Objectif énoncé A: Recopiez fidèlement le passage de l'extrait sur la hiérarchie et les classes, en commençant à « Dans une organisation » et en terminant à « jugement de valeur. ».
Objectif énoncé B: Relevez toutes les lignes des enregistrements qui contiennent la chaîne « palm », en tenant compte de la casse.

Dans une organisation quelle qu’elle soit, les individus sont groupés en réalité par une analogie de fonction. Or, on les associe généralement sur une analogie hiérarchique, le patronat, les cadres, les ouvriers, hiérarchie dont le pouvoir est régressif en ce qui concerne les décisions à prendre pour la bonne marche de l’entreprise. En réalité, à côté de cette hiérarchie de valeur qui satisfait l’instinct de puissance, existe fondamentalement, nous l’avons dit, une hiérarchie de fonction que nous avons préféré dénommer « niveau d’organisation » fonctionnels, pour la débarrasser de tout jugement de valeur.

A tel point que si nous avons parlé jusqu’ici de hiérarchies de valeur et de fonction, c’était pour faciliter la compréhension, car en réalité toute hiérarchie est de valeur. L’organisation d’un corps individuel ou social nous montre au contraire des niveaux dans cette organisation. Chaque niveau supérieur englobant le niveau de complexité qui le précède, ne le commande pas: il l’informe grâce à cette « information circulante » dont nous avons parlé[4] et que nous avons distinguée de « l’information structure ».

Dans un tel organisme individuel, où sont les « classes » d’éléments ? Nous savons qu’il existe des fonctions différentes, toutes informées de la finalité de l’ensemble dont dépend leur activité métabolique commandant leur travail « professionnel ». Il existe donc des classes fonctionnelles multiples, chacune concourant à l’activité d’un grand système (nerveux, endocrinien, cardio-vasculaire, respiratoire, locomoteur, digestif, etc.), chacun de ces systèmes concourant à l’activité de l’ensemble organique au sein de l’environnement. Ces classes fonctionnelles n’ont donc rien à voir avec les classes hiérarchiques de la « lutte des classes ». Mais comme d’autre part nous avons vu que, en introduisant la notion d’information en sociologie humaine, les échelles hiérarchiques sont à ce point progressives qu’il est impossible de savoir à quel moment on quitte le prolétariat pour entrer dans la bourgeoisie, impossible de savoir sur quels critères on peut classer un individu dans une classe ou dans une autre, sinon sur un état d’esprit d’appartenance à un parti, on peut se demander si la notion de classe telle qu’elle était comprise et vécue au début du siècle a encore une réalité autre qu’affective.

Par contre, la notion de hiérarchie telle que nous l’avons définie répond à notre avis à une réalité. Elle répond aussi à une caractéristique fonctionnelle du cerveau des mammifères en général: la recherche de la dominance. Elle répond enfin dans l’espèce humaine à la notion d’information et de son degré d’abstraction introduite dans le travail humain.

Enregistrements issus d'une collecte de données:

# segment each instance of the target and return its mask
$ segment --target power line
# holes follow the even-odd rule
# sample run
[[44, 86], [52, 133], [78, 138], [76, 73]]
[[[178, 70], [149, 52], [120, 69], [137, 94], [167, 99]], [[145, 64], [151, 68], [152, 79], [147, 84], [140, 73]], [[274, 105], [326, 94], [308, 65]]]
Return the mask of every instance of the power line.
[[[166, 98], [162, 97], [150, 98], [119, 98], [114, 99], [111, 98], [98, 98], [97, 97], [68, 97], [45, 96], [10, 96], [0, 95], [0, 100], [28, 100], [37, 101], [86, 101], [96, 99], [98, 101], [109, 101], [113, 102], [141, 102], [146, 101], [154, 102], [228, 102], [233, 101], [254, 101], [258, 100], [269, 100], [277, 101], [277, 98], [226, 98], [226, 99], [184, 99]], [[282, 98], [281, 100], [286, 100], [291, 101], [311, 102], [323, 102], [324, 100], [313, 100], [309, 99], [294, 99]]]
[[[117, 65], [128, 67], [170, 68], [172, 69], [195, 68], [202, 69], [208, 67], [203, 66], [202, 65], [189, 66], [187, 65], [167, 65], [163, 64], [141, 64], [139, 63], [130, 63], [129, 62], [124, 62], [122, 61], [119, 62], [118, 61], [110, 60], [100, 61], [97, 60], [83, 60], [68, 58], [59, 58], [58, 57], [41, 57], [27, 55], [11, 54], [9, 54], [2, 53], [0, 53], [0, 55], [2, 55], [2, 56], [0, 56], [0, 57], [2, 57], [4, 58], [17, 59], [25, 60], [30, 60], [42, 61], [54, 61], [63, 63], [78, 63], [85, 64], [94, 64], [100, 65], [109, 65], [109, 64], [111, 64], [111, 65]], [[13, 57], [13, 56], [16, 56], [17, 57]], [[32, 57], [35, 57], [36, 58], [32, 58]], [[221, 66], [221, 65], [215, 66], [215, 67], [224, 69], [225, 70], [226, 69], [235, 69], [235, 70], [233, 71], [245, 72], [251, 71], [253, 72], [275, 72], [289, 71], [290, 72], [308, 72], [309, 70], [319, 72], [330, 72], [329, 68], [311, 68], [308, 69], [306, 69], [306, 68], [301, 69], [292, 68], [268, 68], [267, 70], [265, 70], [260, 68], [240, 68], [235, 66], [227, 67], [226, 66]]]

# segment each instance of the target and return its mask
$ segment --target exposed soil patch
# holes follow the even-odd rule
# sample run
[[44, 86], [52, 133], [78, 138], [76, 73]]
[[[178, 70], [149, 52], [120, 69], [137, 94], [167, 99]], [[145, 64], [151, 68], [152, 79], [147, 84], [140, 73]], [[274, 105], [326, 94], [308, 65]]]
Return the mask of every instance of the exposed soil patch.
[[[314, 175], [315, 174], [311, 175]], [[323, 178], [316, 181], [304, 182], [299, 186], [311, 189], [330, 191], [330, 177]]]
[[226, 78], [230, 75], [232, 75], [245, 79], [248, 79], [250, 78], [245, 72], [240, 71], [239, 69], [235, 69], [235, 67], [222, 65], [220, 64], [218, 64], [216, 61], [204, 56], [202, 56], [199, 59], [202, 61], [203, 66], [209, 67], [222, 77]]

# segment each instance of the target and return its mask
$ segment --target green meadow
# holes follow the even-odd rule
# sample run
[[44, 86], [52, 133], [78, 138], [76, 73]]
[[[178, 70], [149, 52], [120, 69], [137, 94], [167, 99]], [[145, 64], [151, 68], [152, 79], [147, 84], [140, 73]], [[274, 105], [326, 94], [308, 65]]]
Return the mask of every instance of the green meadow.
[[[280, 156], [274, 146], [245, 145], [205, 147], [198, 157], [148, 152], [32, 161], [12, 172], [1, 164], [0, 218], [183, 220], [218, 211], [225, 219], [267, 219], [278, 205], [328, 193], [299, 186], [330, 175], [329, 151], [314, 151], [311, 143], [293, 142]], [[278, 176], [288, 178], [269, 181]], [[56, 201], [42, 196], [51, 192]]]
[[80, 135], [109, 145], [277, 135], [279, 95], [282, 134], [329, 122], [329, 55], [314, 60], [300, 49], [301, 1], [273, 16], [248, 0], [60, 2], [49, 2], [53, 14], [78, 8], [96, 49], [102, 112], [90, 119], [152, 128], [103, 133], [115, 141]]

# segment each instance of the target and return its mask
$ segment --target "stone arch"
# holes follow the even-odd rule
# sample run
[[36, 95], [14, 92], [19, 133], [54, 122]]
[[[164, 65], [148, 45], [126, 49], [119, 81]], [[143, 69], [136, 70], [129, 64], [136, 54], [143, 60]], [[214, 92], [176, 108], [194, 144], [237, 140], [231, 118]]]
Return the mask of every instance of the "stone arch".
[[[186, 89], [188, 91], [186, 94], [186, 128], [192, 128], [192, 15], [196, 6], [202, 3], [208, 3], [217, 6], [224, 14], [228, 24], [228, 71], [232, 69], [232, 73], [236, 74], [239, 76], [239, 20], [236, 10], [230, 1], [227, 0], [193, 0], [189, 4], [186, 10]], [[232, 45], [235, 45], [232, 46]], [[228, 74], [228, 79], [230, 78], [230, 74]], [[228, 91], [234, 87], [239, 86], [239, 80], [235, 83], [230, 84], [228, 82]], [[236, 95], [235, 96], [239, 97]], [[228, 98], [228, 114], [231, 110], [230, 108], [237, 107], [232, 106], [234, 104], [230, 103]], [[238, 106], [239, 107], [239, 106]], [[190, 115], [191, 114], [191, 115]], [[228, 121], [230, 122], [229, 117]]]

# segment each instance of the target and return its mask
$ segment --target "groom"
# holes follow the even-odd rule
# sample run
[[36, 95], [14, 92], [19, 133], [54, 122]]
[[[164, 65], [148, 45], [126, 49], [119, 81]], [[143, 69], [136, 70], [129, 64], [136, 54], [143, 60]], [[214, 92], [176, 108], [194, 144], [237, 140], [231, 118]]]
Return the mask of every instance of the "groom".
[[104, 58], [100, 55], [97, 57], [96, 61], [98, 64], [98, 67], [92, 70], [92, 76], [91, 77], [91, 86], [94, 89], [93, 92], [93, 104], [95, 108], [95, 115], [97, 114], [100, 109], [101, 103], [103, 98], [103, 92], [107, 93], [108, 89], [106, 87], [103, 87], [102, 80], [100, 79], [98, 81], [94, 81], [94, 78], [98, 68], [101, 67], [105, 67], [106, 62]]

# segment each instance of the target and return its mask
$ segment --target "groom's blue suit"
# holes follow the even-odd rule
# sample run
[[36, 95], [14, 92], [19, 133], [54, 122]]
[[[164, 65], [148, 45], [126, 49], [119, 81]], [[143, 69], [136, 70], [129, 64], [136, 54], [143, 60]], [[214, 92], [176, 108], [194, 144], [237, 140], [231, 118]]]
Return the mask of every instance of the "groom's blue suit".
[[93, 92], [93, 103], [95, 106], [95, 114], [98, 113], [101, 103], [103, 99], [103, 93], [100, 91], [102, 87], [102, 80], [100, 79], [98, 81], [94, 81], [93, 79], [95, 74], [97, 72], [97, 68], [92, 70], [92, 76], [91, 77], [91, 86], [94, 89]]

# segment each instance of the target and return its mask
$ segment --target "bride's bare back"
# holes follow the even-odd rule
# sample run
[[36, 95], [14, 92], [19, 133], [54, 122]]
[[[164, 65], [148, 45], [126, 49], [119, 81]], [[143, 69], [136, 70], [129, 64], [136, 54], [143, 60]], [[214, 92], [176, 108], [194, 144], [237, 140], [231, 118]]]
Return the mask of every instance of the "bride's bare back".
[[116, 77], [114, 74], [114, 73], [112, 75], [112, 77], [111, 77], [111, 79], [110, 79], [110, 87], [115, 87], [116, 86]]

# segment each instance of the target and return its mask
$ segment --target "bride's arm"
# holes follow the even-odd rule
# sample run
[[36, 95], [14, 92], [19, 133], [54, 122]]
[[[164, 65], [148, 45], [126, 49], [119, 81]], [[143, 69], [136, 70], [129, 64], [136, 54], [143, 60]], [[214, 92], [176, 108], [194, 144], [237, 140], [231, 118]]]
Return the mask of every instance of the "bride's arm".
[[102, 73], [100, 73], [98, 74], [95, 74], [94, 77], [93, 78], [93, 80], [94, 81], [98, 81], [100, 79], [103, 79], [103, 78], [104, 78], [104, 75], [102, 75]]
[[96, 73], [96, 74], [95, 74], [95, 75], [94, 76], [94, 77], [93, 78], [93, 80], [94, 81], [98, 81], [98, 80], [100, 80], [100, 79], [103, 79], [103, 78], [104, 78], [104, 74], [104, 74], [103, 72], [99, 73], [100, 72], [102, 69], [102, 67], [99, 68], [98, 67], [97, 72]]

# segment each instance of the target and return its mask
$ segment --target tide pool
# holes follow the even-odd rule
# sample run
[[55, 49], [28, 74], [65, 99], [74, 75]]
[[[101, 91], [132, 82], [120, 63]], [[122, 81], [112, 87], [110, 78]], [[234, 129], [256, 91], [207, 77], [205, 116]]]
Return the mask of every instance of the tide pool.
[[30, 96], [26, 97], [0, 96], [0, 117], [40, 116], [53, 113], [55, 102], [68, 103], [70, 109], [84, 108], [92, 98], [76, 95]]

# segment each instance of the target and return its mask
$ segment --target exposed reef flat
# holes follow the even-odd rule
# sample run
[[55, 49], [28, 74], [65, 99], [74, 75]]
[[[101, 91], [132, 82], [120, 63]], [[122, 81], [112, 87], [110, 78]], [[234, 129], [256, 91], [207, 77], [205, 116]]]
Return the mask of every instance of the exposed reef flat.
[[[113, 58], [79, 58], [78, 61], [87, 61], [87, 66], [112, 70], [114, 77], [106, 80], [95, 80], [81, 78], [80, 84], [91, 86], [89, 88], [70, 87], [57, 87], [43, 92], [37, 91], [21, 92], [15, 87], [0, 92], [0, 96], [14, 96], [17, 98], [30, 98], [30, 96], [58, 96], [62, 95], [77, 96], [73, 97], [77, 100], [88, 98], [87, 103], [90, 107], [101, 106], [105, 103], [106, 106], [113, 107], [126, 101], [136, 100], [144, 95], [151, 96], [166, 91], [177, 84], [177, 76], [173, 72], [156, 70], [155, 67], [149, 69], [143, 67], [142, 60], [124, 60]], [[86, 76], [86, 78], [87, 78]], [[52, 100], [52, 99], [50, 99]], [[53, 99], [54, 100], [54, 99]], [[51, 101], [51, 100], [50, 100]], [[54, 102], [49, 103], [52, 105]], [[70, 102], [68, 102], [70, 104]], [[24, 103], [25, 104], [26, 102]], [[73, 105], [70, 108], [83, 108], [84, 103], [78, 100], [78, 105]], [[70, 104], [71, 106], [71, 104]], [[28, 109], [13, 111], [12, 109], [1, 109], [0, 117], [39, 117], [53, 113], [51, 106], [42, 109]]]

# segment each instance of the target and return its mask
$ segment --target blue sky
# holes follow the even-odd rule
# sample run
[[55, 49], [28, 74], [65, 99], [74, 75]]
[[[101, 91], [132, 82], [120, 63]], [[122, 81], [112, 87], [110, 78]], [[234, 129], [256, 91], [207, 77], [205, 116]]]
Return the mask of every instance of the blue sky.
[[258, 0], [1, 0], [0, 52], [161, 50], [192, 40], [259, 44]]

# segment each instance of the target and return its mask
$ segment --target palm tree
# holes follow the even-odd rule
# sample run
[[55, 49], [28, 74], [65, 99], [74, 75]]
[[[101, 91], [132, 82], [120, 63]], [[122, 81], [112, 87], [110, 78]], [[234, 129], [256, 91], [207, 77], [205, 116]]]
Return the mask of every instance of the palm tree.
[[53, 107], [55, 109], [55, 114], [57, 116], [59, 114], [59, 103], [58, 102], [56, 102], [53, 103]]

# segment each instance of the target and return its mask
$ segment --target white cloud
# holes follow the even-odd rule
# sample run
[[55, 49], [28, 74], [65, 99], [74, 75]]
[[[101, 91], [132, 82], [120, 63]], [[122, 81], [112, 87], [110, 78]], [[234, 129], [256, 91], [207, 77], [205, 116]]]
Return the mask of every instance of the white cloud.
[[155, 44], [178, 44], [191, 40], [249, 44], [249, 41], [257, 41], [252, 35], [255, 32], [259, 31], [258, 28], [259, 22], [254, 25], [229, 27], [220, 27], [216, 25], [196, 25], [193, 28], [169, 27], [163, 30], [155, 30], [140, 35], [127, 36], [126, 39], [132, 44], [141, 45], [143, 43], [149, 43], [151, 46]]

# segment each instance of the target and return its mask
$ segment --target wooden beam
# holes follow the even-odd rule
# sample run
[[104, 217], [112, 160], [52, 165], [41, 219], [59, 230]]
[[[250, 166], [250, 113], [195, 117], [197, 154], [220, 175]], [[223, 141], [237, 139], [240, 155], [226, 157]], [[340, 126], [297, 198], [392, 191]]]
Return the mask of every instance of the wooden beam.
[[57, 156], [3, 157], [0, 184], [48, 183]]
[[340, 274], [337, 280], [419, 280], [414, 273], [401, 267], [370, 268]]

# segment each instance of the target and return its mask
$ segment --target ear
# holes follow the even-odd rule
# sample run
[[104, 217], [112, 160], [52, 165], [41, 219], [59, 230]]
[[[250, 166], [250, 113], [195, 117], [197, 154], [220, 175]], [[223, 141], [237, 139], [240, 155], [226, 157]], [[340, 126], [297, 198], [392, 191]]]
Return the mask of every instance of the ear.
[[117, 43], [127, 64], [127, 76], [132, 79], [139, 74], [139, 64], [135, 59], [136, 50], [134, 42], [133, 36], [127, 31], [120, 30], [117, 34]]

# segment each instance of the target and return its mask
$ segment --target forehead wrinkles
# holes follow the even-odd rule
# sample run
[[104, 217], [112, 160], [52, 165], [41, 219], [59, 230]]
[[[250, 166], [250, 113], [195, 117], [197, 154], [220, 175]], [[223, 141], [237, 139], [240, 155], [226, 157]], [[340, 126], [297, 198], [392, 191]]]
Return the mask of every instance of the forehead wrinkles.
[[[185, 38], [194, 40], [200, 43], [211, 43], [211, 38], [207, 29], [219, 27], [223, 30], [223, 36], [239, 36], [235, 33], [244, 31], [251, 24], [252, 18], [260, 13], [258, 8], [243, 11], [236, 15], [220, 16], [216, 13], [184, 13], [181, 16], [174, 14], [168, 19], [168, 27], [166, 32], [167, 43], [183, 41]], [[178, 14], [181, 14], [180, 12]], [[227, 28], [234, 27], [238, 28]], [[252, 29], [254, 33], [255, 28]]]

Bonne réponse A:
Dans une organisation quelle qu’elle soit, les individus sont groupés en réalité par une analogie de fonction. Or, on les associe généralement sur une analogie hiérarchique, le patronat, les cadres, les ouvriers, hiérarchie dont le pouvoir est régressif en ce qui concerne les décisions à prendre pour la bonne marche de l’entreprise. En réalité, à côté de cette hiérarchie de valeur qui satisfait l’instinct de puissance, existe fondamentalement, nous l’avons dit, une hiérarchie de fonction que nous avons préféré dénommer « niveau d’organisation » fonctionnels, pour la débarrasser de tout jugement de valeur.

Bonne réponse B:
$ segment --target palm tree
Return the mask of every instance of the palm tree.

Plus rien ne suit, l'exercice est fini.